[The input start]

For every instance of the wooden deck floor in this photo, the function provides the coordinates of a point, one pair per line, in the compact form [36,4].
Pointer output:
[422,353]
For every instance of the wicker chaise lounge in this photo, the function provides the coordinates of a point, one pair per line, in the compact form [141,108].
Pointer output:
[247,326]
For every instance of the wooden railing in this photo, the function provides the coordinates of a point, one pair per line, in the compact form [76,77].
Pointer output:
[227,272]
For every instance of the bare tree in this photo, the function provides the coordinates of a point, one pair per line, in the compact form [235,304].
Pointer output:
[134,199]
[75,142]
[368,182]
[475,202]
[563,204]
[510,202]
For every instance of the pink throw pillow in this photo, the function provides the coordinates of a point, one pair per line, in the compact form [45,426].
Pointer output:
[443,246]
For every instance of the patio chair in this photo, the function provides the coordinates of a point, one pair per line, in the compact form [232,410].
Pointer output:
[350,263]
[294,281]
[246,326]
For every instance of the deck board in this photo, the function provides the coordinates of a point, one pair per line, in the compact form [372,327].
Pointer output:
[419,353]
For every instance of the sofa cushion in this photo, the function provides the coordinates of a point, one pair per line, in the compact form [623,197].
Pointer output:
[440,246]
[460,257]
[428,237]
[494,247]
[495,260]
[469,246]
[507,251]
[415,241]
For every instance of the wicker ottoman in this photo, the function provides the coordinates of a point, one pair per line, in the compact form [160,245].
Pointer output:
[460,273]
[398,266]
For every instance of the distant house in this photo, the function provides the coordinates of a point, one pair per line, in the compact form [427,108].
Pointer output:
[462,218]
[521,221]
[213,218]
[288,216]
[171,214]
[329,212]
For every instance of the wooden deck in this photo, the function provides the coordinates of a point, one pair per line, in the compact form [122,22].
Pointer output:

[The input end]

__Directive__: Please reproduce the lines of the data above, from the line containing "For every instance of the wooden deck in" through the final line of the data, inclusive.

__Solution for this exercise__:
For every instance of the wooden deck in this photo, the function provides the coordinates of a point, one pair per line, in the compact form [122,22].
Pointer output:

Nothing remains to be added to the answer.